In the interest of full disclosure, Justin Verlander and Gary Sheffield destroyed my fantasy team last year. Verlander was the second pitcher I drafted (after Aaron Harang—ouch), and all I needed from Sheff was one decent run at the end of the season to take my opening round playoff series. Swing and a miss on both counts.

Consequently, the residual bitterness may creep into this preview of the 2009 Detroit Tigers. Don't say I didn't warn you.

Of course, this is the franchise my mother grew up rooting for—she still has an autographed Al Kaline baseball card—and Hank Greenberg is one of the most under-appreciated athletes of our time, so I've still got a soft spot there.

With that out of the way, let's turn to an amazingly talented team that's about as deep as a kiddie pool. Good Lord, if the baseball gods send a rash of injuries Detroit's way, it's lights out and the Kansas City Royals needn't worry about finishing in last place.

With the offseason acquisition of Edwin Jackson and Brandon Lyon, the pitching staff is actually the deepest part of the Tigers, for a change. The problem there is the depth is in name only; none of the options are reliable by Major League Baseball standards.

On the other hand, if Detroit's regulars can stay relatively healthy, this could very well be the team to emerge from the cluttered American League Central. See the problem?

◆ Supplied entries ◆
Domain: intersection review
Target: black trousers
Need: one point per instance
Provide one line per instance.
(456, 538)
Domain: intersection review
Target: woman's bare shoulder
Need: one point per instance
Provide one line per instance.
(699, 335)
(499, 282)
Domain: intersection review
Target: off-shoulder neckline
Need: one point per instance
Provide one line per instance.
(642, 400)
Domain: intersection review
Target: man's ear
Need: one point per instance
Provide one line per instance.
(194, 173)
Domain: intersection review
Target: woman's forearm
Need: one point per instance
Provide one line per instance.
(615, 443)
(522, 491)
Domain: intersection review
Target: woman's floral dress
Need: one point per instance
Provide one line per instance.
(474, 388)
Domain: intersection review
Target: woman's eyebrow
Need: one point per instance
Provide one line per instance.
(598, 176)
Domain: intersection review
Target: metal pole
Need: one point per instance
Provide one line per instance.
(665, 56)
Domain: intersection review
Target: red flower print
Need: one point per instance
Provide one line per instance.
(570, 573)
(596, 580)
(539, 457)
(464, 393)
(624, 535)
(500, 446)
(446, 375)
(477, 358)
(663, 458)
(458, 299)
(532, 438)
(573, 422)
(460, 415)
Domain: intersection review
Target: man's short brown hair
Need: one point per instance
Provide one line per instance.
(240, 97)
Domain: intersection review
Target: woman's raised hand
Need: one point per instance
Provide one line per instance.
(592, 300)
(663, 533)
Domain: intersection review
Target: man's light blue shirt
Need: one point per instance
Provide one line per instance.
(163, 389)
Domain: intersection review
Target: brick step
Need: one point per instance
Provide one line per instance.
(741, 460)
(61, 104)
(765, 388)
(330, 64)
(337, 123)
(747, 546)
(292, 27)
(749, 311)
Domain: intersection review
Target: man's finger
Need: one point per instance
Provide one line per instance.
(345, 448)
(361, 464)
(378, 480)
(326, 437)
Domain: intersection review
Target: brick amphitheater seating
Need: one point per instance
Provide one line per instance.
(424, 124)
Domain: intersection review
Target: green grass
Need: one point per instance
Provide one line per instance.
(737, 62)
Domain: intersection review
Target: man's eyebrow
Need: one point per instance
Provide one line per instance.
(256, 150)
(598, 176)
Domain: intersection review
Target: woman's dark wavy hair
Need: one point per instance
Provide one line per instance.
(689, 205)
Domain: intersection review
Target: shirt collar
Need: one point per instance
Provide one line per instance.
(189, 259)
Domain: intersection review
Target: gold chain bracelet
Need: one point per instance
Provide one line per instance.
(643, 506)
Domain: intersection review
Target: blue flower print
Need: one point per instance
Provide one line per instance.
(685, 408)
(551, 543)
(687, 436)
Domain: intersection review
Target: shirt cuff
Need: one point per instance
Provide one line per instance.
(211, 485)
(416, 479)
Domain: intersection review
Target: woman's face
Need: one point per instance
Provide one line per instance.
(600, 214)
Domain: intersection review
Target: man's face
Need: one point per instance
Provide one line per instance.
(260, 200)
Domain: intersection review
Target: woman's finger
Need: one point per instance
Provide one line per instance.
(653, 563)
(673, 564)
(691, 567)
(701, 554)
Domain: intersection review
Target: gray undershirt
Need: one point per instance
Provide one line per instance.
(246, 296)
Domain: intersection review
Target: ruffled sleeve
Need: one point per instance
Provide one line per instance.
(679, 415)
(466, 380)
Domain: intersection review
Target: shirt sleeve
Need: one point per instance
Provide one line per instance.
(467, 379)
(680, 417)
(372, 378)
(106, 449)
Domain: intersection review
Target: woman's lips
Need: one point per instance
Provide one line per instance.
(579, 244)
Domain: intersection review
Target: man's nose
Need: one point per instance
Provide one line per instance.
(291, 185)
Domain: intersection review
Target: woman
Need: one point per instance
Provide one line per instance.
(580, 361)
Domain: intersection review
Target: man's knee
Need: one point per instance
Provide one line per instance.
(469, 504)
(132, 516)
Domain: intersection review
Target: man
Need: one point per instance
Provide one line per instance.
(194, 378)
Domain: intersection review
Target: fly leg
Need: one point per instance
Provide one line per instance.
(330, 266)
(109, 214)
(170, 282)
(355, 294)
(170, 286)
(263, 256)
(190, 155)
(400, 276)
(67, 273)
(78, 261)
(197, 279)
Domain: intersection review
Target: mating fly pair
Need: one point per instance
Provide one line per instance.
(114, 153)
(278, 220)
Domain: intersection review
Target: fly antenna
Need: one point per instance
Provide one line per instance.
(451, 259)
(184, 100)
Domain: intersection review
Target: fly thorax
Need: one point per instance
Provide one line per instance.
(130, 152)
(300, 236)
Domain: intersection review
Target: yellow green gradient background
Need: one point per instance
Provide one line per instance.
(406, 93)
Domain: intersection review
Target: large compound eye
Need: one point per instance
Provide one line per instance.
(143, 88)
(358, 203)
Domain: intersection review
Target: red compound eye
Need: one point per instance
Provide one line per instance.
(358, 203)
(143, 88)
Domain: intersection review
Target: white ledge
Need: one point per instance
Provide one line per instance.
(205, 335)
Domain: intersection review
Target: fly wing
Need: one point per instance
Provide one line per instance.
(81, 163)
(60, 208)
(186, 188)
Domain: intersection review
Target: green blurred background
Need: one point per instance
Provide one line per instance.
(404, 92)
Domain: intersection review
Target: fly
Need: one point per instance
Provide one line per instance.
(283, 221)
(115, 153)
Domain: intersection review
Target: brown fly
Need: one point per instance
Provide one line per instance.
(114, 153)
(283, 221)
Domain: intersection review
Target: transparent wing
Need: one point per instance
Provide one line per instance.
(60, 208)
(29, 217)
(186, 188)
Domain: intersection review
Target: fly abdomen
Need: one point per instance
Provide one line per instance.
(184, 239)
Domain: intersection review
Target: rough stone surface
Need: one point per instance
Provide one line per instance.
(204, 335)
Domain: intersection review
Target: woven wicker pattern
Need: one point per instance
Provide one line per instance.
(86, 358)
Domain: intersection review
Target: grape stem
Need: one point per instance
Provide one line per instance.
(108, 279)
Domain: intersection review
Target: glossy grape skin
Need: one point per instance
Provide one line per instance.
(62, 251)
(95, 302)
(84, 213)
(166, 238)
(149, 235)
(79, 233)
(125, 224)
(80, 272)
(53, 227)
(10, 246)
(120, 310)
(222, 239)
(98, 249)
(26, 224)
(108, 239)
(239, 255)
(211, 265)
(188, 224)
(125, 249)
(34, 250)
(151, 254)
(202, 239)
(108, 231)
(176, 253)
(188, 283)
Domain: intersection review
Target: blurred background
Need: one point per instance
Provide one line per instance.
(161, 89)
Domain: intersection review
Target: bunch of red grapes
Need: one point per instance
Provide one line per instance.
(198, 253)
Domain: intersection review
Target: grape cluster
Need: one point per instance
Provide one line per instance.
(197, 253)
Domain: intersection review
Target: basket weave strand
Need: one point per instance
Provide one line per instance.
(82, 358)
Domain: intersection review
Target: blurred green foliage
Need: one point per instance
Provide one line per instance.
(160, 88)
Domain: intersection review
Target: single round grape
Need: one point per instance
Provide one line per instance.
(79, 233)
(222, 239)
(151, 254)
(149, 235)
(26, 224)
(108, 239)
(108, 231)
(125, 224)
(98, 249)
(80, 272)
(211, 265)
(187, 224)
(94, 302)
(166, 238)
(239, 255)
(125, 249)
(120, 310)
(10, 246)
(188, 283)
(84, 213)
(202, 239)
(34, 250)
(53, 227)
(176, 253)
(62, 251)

--

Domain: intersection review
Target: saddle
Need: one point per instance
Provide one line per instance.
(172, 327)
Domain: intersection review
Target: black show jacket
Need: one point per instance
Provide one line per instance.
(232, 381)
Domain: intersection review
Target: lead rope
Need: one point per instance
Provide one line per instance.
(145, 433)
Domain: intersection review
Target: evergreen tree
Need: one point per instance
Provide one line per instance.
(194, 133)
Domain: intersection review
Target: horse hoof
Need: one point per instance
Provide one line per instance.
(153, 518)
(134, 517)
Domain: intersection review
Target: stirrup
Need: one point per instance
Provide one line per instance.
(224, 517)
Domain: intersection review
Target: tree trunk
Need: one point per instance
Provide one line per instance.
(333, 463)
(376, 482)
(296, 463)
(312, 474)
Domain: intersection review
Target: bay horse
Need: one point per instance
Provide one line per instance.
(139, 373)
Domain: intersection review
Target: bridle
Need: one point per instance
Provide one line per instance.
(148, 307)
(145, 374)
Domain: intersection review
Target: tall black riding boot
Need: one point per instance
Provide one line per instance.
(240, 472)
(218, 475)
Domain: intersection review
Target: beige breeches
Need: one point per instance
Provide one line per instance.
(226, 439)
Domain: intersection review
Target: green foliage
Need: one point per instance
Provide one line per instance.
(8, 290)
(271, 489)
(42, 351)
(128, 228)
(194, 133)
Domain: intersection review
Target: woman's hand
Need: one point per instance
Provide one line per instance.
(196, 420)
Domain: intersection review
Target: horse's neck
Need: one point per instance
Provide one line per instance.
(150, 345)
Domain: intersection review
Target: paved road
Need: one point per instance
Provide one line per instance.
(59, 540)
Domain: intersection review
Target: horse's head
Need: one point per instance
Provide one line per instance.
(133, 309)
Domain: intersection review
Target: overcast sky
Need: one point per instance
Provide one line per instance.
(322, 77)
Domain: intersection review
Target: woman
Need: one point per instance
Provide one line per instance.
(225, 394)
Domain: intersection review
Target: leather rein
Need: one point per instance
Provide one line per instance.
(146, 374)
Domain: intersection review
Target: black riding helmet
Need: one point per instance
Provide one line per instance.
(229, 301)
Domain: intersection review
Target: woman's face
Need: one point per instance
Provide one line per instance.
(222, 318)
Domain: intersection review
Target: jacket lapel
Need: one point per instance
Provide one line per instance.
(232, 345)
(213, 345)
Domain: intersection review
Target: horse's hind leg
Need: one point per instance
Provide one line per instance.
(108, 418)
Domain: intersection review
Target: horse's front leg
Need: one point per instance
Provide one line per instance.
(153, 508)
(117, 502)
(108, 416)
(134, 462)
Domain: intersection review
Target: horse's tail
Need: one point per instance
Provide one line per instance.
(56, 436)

◆ Stated task ◆
Continue the preview of the 2009 Detroit Tigers from where it stops.

◆ Answer below ◆
Take a look-see at how the Opening Day roster should go:

Projected starting lineup

Catcher—Gerald Laird

First base—Miguel Cabrera

Second base—Placido Polanco

Third base—Brandon Inge

Shortstop—Adam Everett

Left field—Carlos Guillen

Center field—Curtis Granderson

Right field—Magglio Ordonez

Designated hitter—Gary Sheffield/Marcus Thames

There is some serious punch in those bats, although the duo on the left side of the infield is a tad underwhelming. Everett is the definition of fundamentally sound with some plus speed to make him at least above average. Inge brings more power, less defense, and relatively no plate discipline.

But Detroit's lack of depth is painfully evident on offense.  With the exception of the sitting platooner from Sheff/Thames, there's almost nothing on the bench.

The 26-year-old Jeff Larish is in camp for spring training and hitting decently, so the Tiggers may have a better option at third soon and another capable bat on the bench.  Other than that, though, the situation is grim.

Ramon Santiago is hitting well in exhibition, so there's that.

Starting rotation

Ace—Justin Verlander (R)

Second spot—Jeremy Bonderman (R)

Third spot—Armando Galarraga (R)

Fourth spot—Edwin Jackson (R)

Fifth spot—Zach Miner (R)/Nate Robertson (L)/Dontrelle Willis (L)

As I said in the intro, the depth is a little better here if only because there are options that have shown potential—no matter how fleeting or inconsistent. Unfortunately, the starters are younger and less likely to succumb to injury than their offensive counterparts, so the pseudo-depth might not come into play.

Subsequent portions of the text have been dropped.